Can you quote the lines below exactly, starting at the line with "Check that every instance of the car side" and going through the last one?

*** EXTRACTED RECORDS

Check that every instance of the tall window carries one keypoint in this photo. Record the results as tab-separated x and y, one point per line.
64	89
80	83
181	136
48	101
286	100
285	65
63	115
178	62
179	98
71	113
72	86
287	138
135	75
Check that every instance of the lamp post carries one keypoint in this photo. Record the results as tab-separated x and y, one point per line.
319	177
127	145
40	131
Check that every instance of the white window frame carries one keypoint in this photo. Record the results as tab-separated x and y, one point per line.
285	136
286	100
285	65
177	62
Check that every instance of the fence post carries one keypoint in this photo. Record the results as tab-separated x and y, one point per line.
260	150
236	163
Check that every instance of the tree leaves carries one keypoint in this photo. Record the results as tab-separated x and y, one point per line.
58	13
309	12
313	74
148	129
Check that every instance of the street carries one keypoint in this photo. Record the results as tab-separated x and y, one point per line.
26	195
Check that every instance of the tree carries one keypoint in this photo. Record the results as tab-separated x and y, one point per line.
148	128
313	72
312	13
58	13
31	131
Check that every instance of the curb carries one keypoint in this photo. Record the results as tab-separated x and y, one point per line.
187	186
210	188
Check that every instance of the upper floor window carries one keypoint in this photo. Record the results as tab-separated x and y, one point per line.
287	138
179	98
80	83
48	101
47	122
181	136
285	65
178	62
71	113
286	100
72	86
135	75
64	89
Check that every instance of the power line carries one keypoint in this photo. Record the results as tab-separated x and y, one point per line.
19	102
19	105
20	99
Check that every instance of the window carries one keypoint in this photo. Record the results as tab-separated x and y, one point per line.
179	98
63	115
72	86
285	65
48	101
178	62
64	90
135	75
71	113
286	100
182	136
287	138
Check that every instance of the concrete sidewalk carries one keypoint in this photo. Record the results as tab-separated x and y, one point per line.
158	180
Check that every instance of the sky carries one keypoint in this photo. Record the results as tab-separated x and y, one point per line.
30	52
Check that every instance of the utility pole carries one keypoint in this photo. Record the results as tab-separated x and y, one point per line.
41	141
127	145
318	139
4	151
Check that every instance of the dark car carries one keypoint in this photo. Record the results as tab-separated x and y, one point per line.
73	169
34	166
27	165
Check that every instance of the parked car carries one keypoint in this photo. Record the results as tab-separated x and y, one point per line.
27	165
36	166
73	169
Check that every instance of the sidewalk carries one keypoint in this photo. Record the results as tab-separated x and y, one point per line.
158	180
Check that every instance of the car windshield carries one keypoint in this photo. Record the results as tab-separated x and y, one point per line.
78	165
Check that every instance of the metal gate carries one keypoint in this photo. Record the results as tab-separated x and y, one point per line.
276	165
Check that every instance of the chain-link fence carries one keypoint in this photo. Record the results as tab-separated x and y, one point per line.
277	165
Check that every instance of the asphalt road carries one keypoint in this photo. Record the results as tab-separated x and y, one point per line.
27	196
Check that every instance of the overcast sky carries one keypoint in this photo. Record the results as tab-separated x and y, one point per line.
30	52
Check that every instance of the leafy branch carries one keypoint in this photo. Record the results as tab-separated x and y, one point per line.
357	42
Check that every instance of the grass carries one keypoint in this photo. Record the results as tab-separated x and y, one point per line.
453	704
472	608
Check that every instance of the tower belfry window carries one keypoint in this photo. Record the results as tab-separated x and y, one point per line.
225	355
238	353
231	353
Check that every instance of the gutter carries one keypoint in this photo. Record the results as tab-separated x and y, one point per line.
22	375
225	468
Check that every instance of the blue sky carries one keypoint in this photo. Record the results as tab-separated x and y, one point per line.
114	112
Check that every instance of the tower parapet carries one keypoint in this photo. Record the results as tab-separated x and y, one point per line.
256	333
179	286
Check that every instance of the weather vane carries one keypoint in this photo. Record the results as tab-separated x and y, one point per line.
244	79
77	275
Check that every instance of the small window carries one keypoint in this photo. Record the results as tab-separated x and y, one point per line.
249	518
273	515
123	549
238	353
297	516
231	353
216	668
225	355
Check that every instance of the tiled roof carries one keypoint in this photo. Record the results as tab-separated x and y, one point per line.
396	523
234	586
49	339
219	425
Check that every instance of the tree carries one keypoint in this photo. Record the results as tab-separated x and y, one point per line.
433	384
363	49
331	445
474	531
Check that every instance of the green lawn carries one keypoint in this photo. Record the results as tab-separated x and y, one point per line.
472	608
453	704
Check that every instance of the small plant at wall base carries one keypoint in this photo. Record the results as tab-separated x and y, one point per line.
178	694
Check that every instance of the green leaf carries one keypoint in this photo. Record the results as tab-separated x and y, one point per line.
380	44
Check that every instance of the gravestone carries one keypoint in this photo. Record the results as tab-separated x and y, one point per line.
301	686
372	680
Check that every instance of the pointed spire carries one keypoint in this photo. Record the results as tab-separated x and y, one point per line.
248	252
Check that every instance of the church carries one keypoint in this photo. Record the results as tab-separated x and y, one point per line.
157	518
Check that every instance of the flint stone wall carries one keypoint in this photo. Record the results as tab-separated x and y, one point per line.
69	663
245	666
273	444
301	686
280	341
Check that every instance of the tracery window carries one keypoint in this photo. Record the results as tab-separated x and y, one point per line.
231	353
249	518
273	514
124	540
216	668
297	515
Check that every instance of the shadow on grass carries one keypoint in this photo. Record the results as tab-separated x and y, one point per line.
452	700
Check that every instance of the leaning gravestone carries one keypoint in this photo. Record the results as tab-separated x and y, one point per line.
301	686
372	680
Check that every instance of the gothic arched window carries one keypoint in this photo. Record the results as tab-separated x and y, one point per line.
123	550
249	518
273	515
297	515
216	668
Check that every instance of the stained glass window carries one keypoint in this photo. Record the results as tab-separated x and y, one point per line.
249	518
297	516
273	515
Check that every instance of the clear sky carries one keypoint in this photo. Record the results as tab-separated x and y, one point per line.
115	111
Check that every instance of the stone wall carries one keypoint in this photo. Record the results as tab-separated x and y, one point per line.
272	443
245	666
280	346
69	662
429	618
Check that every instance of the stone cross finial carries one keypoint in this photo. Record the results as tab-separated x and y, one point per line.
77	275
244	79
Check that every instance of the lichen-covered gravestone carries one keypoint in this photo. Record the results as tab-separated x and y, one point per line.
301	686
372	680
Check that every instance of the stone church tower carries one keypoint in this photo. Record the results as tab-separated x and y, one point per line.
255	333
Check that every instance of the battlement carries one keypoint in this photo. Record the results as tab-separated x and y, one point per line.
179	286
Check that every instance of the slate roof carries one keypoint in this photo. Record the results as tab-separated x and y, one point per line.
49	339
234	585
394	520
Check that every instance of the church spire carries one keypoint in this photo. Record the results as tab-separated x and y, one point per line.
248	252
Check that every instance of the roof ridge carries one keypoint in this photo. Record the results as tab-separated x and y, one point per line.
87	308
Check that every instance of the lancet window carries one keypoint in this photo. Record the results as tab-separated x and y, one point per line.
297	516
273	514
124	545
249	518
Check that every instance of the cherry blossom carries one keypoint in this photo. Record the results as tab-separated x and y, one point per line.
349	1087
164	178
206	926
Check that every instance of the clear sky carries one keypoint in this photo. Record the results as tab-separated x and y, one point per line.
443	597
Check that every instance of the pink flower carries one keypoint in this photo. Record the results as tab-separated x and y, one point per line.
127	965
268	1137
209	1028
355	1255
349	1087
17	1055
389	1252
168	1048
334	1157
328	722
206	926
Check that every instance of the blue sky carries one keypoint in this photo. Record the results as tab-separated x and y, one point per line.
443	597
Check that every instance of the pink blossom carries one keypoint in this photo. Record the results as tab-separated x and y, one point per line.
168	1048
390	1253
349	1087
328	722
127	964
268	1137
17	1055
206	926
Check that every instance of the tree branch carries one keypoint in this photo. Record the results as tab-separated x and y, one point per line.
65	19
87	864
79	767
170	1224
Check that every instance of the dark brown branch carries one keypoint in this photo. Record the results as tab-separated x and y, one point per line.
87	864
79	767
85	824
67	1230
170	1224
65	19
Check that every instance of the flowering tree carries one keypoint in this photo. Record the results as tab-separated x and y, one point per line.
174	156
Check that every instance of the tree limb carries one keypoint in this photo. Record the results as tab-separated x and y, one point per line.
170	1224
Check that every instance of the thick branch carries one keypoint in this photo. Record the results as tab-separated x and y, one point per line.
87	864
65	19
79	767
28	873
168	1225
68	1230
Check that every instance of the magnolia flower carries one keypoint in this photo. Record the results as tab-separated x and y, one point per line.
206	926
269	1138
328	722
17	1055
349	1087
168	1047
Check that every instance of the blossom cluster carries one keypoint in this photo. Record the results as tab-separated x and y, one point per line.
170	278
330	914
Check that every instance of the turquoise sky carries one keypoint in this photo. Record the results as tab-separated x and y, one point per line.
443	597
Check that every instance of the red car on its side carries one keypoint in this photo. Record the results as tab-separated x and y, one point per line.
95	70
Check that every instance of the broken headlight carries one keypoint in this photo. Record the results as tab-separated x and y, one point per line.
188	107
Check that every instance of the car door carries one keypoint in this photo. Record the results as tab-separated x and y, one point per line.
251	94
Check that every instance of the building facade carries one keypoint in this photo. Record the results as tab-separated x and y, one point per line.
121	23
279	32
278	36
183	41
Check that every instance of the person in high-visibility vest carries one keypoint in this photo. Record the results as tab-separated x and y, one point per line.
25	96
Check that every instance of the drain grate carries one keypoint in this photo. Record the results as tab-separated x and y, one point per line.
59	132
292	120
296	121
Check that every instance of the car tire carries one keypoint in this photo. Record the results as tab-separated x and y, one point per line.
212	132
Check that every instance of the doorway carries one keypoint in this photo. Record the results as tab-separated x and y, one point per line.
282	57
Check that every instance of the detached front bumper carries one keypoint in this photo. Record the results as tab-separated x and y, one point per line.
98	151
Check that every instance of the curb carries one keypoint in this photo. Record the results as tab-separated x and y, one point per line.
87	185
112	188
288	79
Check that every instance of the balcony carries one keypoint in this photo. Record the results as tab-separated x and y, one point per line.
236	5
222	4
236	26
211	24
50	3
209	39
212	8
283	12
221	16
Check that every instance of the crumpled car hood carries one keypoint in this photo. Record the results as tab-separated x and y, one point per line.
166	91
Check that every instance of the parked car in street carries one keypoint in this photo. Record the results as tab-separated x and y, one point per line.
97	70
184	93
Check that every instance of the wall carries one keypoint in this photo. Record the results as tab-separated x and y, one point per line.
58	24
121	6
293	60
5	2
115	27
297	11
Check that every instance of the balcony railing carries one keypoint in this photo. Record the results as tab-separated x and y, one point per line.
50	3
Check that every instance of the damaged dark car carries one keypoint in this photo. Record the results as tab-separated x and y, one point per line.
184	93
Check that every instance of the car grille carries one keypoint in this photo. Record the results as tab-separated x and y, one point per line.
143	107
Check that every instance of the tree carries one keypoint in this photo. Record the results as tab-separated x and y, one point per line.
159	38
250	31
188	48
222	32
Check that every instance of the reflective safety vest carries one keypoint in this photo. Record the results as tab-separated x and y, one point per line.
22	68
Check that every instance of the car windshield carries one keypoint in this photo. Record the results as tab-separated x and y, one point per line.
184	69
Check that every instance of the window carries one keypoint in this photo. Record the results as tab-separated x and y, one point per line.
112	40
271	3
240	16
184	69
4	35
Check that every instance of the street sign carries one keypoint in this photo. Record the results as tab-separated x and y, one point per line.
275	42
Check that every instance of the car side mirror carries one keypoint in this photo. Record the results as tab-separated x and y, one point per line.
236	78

******

> **OUTPUT OF THE EXERCISE**
Check that every instance of the car side mirror carries one keypoint in this photo. Record the results as tab-separated x and y, one point per line.
236	78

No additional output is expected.